◆ What you should do ◆
Copy out the text about Junior Caminero below word for word, taking everything from "Full episode: Junior" down to "fun with it.".

◆ Text under study ◆
-=-=-=-=-
Junior Caminero doesn't need a translator to make his point anymore, and after listening to Jeff Passan's new sit-down with the Rays' 22-year-old cornerstone, that feels like the least interesting thing about him. Passan built a whole podcast episode around Caminero, covering everything from why he thinks max contracts are a bad idea for players to his growing voice in the looming labor fight to what it's actually like getting traded as a prospect and playing winter ball halfway around the world in Australia.
Full episode: Junior Caminero on the folly of max contracts, why he’s getting involved in the labor fight, what it’s like to be traded, playing baseball in Australia and so much more. This is his first long interview in English, too. Impressive all-around. https://t.co/Zj1wjcP9c0
But the story everyone's going to clip is the home run. According to Passan, Caminero told his own catcher not to call a fastball again in an at-bat, because if he did, Caminero was going to hit it out. The catcher called the fastball anyway. Caminero hit it out anyway. Then he flipped his bat more than 40 feet in the air, because when you call your shot and back it up, you're allowed to have some fun with it.
-=-=-=-=-
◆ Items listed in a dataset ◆
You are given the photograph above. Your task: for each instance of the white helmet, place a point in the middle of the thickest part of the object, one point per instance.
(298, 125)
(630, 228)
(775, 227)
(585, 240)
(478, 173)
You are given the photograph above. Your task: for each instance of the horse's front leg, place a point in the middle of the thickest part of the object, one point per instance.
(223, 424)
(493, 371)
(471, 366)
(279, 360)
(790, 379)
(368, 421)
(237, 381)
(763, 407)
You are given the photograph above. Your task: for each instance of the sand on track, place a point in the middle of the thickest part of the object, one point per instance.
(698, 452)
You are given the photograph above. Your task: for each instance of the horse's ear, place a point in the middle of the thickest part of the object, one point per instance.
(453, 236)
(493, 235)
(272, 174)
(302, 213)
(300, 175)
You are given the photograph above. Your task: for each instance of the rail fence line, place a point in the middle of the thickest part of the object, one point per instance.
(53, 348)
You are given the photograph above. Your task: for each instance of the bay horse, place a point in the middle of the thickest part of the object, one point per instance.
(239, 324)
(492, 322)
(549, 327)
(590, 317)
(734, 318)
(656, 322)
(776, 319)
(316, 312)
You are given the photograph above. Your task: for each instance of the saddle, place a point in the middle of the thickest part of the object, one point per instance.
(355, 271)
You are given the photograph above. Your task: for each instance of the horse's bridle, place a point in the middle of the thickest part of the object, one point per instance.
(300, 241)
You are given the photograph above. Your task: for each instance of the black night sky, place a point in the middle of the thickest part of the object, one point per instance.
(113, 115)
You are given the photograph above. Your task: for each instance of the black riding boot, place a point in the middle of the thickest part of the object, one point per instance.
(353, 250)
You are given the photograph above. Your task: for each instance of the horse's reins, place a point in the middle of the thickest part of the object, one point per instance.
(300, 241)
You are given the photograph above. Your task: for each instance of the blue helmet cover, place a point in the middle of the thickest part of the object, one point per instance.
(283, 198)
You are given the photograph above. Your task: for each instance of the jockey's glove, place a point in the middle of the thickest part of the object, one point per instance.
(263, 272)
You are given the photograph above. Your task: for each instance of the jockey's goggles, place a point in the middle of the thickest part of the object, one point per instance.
-=-=-=-=-
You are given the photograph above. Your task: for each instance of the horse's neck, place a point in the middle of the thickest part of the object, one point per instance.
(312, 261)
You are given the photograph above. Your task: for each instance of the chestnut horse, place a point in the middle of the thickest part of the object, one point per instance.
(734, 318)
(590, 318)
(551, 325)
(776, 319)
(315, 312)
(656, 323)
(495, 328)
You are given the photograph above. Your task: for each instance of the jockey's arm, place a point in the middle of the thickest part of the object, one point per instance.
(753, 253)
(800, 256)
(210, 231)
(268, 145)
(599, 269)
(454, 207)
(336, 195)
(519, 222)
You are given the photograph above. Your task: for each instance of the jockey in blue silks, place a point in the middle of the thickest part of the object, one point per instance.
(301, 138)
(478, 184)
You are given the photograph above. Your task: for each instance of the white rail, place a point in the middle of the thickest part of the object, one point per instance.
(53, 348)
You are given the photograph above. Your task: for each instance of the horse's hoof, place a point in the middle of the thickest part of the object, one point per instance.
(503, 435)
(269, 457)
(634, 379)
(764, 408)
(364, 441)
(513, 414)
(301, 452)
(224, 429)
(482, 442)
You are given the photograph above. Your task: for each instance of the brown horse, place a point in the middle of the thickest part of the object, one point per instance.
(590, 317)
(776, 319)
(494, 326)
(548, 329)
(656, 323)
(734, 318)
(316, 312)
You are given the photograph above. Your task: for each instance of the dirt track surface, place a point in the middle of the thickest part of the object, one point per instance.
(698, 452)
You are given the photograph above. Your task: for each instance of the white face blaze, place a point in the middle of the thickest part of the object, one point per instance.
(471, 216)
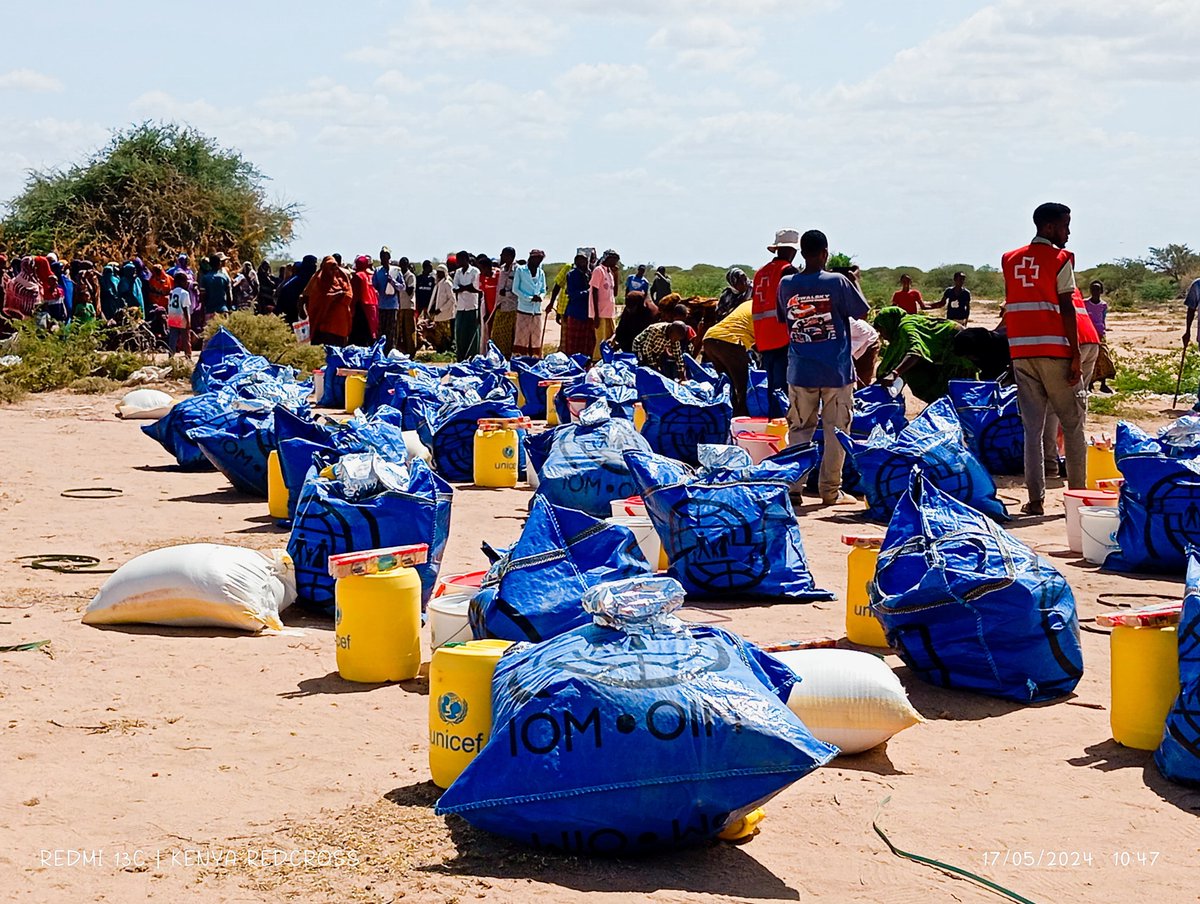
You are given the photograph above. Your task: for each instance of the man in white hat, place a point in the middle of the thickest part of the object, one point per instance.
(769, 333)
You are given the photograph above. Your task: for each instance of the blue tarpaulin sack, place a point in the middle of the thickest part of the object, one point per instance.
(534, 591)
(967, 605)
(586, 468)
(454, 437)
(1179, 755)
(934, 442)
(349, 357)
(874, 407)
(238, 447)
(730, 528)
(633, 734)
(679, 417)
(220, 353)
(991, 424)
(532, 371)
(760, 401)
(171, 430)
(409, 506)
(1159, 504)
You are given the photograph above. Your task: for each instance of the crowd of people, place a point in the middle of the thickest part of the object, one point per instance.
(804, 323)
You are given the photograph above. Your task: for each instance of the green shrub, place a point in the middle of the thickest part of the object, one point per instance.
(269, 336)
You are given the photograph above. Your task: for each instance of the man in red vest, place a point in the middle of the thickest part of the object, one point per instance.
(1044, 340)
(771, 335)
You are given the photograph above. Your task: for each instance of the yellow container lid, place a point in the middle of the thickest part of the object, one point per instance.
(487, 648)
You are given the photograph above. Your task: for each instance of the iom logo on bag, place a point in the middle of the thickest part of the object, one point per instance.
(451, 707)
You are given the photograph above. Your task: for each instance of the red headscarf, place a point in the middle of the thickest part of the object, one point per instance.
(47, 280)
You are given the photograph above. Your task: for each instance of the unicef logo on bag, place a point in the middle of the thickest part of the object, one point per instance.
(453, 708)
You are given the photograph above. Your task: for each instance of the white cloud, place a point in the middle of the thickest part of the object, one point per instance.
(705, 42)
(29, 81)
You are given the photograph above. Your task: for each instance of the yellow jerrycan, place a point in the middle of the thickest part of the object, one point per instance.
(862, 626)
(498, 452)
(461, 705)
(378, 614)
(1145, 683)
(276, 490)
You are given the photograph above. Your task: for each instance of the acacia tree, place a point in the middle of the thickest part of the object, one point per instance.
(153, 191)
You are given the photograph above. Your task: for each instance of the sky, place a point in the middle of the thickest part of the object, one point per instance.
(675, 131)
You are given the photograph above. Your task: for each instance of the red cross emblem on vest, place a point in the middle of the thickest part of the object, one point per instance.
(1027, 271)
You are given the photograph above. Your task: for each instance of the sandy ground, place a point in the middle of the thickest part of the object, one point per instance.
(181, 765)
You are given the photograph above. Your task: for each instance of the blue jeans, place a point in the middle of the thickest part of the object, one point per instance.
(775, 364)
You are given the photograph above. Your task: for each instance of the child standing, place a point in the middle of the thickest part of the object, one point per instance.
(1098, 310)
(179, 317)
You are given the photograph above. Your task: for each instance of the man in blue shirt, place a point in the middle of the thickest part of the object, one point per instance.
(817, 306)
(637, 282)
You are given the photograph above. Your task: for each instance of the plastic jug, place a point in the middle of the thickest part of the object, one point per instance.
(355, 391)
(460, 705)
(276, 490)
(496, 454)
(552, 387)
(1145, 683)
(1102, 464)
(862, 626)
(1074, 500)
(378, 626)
-=-=-=-=-
◆ Expected answer ◆
Full episode: Junior Caminero on the folly of max contracts, why he’s getting involved in the labor fight, what it’s like to be traded, playing baseball in Australia and so much more. This is his first long interview in English, too. Impressive all-around. https://t.co/Zj1wjcP9c0
But the story everyone's going to clip is the home run. According to Passan, Caminero told his own catcher not to call a fastball again in an at-bat, because if he did, Caminero was going to hit it out. The catcher called the fastball anyway. Caminero hit it out anyway. Then he flipped his bat more than 40 feet in the air, because when you call your shot and back it up, you're allowed to have some fun with it.